=== Exercise text ===

The event also served as an opportunity for two patients to meet the donors of their bone marrow stem cell for the first time and also as the launch of their book titled An Uncommon Gift, which contains information about the disease.

According to SABMR, every year, hundreds of South Africans with blood diseases such as leukaemia and bone marrow failure reach a stage where their only chance of survival is by receiving a bone marrow stem cell transplant from a healthy donor.

“Approximately 30% of patients find a match within their families whilst the other 70% rely on finding a match from an unrelated donor to provide them with the chance of survival.”

SABMR currently has 72 000 registered bone marrow donors in its database and the chance of finding a match for a patient diagnosed with a blood disease is one in 100 000, which makes South African based donor recruitment essential.

Dr Charlotte Ingram said: “Bone marrow is the tissue that produces red blood cells to carry oxygen, white blood cells to fight infection and platelets to prevent bleeding– all are required to sustain life. The transplanted cells taken from the donor replace the recipient’s cancerous cells that have been destroyed by chemotherapy and these healthy cells then produce the new red and white blood cells, as well as platelets.”

Nello Nkatu, the mother of Zivile Nkatu,7, and who was diagnosed with leukaemia when he was two months old, said she knew about the disease only after her son became sick.

She said he started by crying every time she breast fed him and then he started bleeding from his mouth.

She said after her son turned pale, she took him to hospital, and was shocked to learn that his only chance of survival was to receive blood from someone else.

“I did not know that children can also be diagnosed with cancer, I thought it was only for old people. We lack such information,”

Nkatu said her son only had few matching donors, who were all based abroad, but she could not afford to pay for the stem cell transplant.

They had to wait for about five years before help could come their way.

She said Zivile responded well to treatment after the transplant was performed in 2014.

He started going to school last June after his doctor gave them the green light.

In June 2015, Nkatu embarked on a mission to educate others about the importance of donating blood and also raises awareness about the disease.

=== Data shown ===

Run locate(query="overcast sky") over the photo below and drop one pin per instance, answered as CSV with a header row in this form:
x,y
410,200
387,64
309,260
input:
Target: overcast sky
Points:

===

Required tasks:
a – Set down the passage of the bone marrow donation text starting at "SABMR currently has" and ending at "son became sick.", word for word.
b – Take the bone marrow donation article further from the point where it stops.

Answers:
a –
SABMR currently has 72 000 registered bone marrow donors in its database and the chance of finding a match for a patient diagnosed with a blood disease is one in 100 000, which makes South African based donor recruitment essential.

Dr Charlotte Ingram said: “Bone marrow is the tissue that produces red blood cells to carry oxygen, white blood cells to fight infection and platelets to prevent bleeding– all are required to sustain life. The transplanted cells taken from the donor replace the recipient’s cancerous cells that have been destroyed by chemotherapy and these healthy cells then produce the new red and white blood cells, as well as platelets.”

Nello Nkatu, the mother of Zivile Nkatu,7, and who was diagnosed with leukaemia when he was two months old, said she knew about the disease only after her son became sick.

b –
She has since appeared in a documentary titled “Gift of Life” which was aired on the Etv programme called Check Point, in November 2014.

Vincent Jacobs, is a patient from the Northern Suburbs.

On the day, he met his German donor for the first time. A retired rugby player, Jacobs was operated on in 2009.

“I have no siblings, so it made it even harder for me to get someone who could be a matching donor.

He had been living with the illness for 11 years.

“I was vomiting a lot and had lost too much weight. It was not an easy time for me, but I stayed positive in life.

I am now feeling much better after the transplant and I want to make a difference in other patients for them to be strong,” Jacobs said.

Jacobs had lost his job as a Correctional Officer at Pollsmoor Prison because of the disease. Brenda Masuku, the first Black South African to donate stem cells to a non-related patient, said she was ignorant about donating until she started working for Liberty Life in 2002.

Masuku donated to a girl in the United States in 2002, but the patient passed on four years later. “I had been with colleagues to visit a boy suffering from leukaemia in hospital, and then decided to register as a donor.

I had never been exposed to such information before that. It is important for people to donate, because you could save a life by so doing,” Masuku said.

Mayoral Committee Member for Health, Councillor Siyabulela Mamkeli, said he also did not know about bone marrow transplants and that there is a need for the community to start knowing about such things.

“We have our own beliefs regarding some diseases that we know nothing about.”